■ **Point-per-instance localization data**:
* * * * * * * * *

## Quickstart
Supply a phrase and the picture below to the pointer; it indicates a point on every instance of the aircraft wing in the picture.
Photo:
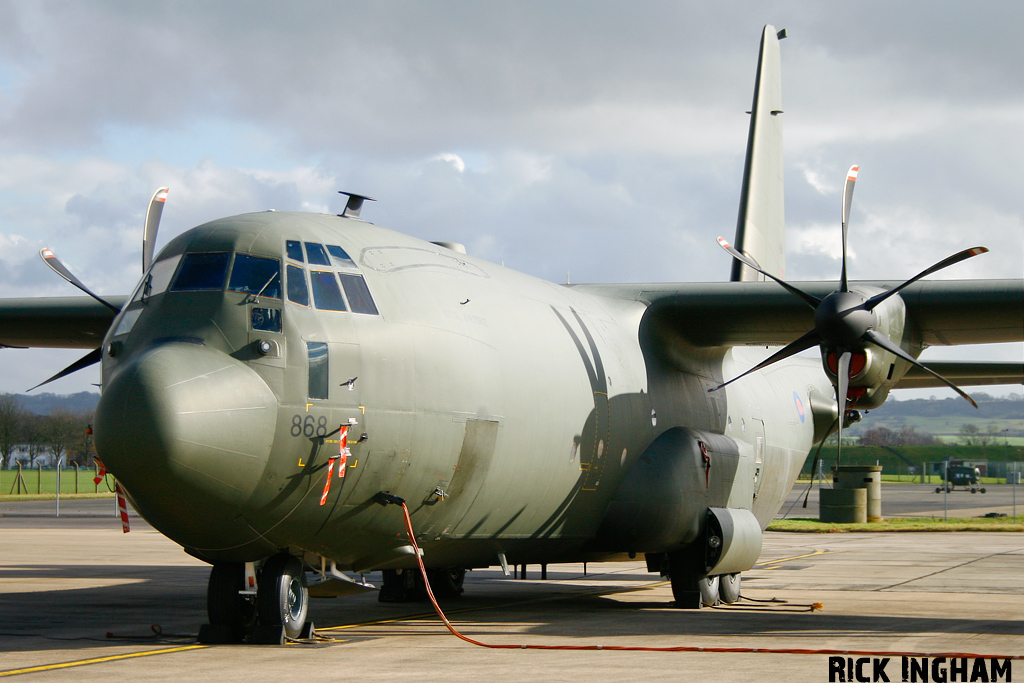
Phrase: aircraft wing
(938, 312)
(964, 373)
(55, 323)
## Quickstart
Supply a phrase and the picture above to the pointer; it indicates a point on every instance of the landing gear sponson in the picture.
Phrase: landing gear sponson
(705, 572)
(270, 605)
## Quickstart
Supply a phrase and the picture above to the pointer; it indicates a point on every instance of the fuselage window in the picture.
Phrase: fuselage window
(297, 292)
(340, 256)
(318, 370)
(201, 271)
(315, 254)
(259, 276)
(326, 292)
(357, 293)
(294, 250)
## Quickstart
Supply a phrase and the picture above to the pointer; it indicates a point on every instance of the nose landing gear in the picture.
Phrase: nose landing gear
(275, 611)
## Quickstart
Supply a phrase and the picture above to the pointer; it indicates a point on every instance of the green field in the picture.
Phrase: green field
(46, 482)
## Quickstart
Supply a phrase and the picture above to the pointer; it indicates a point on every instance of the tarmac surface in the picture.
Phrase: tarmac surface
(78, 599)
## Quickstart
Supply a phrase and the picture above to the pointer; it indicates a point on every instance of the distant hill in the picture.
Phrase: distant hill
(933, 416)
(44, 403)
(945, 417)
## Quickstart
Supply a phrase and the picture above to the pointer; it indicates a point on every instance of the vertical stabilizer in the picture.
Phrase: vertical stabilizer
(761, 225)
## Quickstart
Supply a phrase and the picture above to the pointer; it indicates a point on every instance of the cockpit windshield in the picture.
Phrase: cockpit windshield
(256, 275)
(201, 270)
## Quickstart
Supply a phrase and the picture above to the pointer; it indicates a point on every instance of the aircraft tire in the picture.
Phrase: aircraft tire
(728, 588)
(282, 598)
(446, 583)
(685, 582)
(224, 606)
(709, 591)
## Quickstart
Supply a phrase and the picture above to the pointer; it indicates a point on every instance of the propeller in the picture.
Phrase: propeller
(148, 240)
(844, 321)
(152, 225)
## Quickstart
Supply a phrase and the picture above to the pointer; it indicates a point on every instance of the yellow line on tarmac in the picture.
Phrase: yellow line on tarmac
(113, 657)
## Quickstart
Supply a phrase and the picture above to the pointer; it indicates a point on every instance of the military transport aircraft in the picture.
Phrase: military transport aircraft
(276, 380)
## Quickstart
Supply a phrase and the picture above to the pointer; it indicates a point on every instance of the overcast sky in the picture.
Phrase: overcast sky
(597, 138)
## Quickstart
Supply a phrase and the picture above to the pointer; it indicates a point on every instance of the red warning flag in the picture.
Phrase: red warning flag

* * * * * * * * *

■ **EXERCISE REQUIREMENTS**: What you return must match the records letter for letter, except that the pictures stay out.

■ **PROBLEM SOLUTION**:
## Quickstart
Supply a phrase and the picture below to the pointer; it indicates a point on every instance of the aircraft wing in the picture.
Photo:
Phrase: aircraft wing
(938, 312)
(964, 373)
(55, 323)
## Quickstart
Supply a phrase and the picture above to the pointer; it indicates a point on every instance of the landing gear sponson in the picture.
Phrase: landing gear sponson
(705, 572)
(270, 605)
## Quickstart
Supply a phrase and the picture above to the pointer; it indicates a point on every instance of the fuselage window in the picture.
Phrase: fuselage window
(297, 292)
(340, 256)
(318, 370)
(201, 271)
(315, 254)
(259, 276)
(326, 292)
(357, 293)
(294, 250)
## Quickstart
Supply a phrase and the picture above to the pointer; it indicates a point on every instance of the nose landing gear in the picture.
Phrase: nose landing gear
(275, 611)
## Quickstart
Supply a phrase and the picture above to the pointer; it indicates a point on every instance of the green field in the picture.
Phrase: green field
(46, 482)
## Quickstart
Supply a phrase and the picture above to the pointer; it indicates a point on every instance of the tarmac surface in the picture.
Phrase: tarmac surface
(78, 599)
## Quickstart
Supply a phrase and the picture above to the pointer; it indicates a point on every instance of the distant hill in the picture.
Phrase: distant hill
(933, 416)
(44, 403)
(945, 417)
## Quickstart
Supply a phrase and the picture above to the pointer; it indicates a point on every instance of the vertical stabilizer in the picture.
Phrase: vertical stabilizer
(761, 225)
## Quickstart
Supply a phrase and the picture above to the pointer; it indicates a point on every instance of the cockpit windshield in the picture.
Phrase: cockpit windshield
(256, 275)
(201, 270)
## Quickstart
Supply a phrase and the picture above to the pointer; it indicates a point on every instance of the aircraft tire in the picture.
Phrase: aircraft tire
(728, 588)
(282, 598)
(446, 583)
(685, 582)
(224, 606)
(709, 591)
## Quickstart
Supply a phrase and the picture above to the pointer; it indicates a point on every instance of the propeller in the picture.
Phrase: propeller
(148, 240)
(844, 321)
(152, 225)
## Quickstart
Supply a phrase and the picture above to the pointer; it indicates a point on every instance of the yellow line on tarmac in the picture.
Phrase: yellow line on tarmac
(113, 657)
## Quickstart
Supply a phrase and the picture above to the pointer; it indicates a point on every instance of the military transport aircraft in the picture.
Phrase: military transport aircraft
(276, 380)
## Quickstart
Supply a phrase and the picture above to the pointer; it indicates a point on every instance of the overcast sky in the picture.
Phrase: overcast sky
(597, 138)
## Quickstart
Supply a phrase and the picture above to the pointer; it indicates a point on every instance of the red warning flag in the picture.
Phrase: red warning flag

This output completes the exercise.